▸ RECORDS FOR PROCESSING
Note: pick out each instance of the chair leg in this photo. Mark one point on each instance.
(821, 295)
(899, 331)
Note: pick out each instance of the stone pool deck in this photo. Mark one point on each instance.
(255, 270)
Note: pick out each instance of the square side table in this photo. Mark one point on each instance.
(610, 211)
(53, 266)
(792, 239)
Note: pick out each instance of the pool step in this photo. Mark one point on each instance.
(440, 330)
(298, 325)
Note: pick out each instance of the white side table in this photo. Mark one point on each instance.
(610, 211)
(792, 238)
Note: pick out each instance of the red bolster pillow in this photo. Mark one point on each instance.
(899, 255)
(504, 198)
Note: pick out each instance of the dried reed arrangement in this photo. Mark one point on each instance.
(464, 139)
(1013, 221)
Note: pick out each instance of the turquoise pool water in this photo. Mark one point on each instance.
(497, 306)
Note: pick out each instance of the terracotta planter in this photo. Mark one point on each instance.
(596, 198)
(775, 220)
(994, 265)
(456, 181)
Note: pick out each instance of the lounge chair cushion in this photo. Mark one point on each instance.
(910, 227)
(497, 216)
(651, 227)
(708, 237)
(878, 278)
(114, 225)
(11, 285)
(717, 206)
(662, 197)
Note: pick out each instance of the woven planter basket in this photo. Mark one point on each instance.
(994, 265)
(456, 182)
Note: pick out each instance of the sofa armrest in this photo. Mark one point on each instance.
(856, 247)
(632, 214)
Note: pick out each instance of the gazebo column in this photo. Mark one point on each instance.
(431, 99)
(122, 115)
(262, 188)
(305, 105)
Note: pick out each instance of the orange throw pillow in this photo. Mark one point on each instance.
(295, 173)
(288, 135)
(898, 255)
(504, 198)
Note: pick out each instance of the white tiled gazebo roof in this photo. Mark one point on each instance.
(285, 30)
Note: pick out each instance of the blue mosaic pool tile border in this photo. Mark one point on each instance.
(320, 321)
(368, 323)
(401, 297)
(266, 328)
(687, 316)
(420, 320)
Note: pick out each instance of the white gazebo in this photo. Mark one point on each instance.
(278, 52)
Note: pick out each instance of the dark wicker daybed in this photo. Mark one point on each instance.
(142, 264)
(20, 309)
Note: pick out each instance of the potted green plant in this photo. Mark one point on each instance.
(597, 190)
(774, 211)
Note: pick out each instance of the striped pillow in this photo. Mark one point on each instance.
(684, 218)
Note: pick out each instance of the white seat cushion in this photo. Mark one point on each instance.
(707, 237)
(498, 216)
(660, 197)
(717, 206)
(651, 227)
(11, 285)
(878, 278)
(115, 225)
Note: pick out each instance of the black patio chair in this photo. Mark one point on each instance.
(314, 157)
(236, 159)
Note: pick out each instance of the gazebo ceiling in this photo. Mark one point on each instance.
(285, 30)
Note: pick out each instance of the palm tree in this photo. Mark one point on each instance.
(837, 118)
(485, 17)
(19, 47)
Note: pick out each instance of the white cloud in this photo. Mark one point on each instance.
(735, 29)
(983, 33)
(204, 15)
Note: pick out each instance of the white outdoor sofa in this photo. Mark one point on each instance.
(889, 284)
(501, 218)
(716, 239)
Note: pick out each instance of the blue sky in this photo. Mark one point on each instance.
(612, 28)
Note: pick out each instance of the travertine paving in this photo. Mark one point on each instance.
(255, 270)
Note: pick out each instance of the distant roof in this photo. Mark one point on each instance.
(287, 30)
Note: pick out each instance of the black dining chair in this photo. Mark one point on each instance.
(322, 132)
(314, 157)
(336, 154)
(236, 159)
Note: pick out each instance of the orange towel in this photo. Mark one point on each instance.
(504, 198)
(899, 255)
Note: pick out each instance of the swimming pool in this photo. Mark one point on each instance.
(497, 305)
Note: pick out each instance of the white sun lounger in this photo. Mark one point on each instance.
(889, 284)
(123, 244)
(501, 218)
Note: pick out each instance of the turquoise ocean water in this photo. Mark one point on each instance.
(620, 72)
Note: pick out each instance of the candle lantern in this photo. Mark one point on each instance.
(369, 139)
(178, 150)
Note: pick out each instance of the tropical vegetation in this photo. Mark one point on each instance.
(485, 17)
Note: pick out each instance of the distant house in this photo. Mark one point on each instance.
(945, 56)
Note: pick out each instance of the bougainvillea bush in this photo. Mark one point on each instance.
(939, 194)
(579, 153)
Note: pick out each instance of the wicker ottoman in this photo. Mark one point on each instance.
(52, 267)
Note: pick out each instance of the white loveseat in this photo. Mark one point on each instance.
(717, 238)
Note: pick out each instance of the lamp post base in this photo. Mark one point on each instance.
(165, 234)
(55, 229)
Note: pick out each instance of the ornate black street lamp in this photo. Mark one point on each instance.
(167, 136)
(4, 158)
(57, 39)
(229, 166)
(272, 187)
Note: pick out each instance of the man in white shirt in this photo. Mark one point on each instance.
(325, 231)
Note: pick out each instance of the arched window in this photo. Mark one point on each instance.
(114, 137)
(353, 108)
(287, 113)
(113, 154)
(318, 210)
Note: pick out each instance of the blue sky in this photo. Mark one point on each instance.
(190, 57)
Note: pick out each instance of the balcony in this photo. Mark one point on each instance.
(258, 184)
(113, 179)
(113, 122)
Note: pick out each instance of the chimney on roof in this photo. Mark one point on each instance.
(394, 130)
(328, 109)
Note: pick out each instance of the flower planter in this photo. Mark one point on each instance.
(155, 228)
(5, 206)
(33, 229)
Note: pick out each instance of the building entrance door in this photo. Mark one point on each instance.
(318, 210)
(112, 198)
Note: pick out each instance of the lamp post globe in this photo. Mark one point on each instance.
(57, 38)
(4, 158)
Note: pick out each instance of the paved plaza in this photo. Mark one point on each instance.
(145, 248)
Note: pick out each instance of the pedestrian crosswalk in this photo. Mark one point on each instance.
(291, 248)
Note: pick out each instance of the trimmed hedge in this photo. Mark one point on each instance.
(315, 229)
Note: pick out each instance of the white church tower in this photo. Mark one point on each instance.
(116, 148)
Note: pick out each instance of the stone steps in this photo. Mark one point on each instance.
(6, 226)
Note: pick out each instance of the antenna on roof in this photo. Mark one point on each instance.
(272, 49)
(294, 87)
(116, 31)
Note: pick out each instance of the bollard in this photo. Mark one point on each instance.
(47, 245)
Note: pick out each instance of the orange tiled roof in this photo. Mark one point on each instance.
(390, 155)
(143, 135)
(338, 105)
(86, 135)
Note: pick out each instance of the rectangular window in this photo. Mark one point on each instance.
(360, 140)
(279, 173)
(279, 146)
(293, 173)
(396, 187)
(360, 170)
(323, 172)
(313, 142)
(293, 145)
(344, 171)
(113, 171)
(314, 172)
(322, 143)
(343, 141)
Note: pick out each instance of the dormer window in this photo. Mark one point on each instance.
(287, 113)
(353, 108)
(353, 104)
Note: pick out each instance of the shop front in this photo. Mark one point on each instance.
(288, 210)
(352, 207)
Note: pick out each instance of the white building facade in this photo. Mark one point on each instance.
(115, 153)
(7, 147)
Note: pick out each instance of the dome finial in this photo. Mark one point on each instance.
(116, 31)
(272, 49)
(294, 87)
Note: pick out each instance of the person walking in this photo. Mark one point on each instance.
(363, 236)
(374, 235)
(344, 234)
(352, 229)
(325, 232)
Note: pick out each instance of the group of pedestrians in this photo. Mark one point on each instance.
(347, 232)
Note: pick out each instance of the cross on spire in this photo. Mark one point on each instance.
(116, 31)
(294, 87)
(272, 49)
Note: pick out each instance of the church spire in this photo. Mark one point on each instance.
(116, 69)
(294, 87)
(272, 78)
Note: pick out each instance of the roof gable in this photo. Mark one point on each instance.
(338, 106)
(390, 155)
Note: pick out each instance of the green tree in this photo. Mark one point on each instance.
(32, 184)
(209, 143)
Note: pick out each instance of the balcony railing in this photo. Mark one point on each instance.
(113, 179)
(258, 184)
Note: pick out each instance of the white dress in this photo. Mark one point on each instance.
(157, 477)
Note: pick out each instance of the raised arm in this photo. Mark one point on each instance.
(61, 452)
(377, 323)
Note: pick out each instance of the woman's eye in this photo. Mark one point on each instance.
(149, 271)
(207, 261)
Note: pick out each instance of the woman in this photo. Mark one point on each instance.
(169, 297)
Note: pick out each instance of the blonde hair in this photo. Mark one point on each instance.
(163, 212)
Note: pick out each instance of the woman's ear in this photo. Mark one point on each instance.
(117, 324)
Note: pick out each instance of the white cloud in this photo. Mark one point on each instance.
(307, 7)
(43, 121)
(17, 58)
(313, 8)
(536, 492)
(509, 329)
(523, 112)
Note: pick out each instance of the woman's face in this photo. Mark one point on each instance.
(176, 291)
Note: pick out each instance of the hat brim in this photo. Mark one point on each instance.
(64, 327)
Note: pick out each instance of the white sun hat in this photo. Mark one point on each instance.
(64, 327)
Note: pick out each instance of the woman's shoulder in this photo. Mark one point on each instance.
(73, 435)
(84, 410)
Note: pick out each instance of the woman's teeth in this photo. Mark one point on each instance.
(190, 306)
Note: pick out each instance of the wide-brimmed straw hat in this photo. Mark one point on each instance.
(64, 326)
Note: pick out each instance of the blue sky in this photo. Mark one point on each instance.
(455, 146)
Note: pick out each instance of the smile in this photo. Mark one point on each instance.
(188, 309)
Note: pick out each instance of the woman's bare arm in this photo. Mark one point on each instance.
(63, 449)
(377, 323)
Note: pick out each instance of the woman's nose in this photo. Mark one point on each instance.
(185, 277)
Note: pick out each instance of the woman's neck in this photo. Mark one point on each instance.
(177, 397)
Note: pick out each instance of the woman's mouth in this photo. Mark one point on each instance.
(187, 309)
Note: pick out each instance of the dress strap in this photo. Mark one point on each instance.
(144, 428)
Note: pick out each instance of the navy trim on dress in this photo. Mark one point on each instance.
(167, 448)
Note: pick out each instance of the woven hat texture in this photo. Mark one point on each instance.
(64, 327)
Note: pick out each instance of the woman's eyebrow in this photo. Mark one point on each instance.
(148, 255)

▸ WHAT YOU SHOULD DO
Once you reach the line that contains "Note: pick out each instance of the woven hat", transcribe it and all remaining lines of the listing exactly; skip everything before it.

▸ WRITTEN RESPONSE
Note: pick out each instance of the woven hat texture in this photo. Mark one point on each instance.
(64, 327)
Note: pick out each instance of the woman's eyebrow in this photo. Mark one point on each instance.
(148, 255)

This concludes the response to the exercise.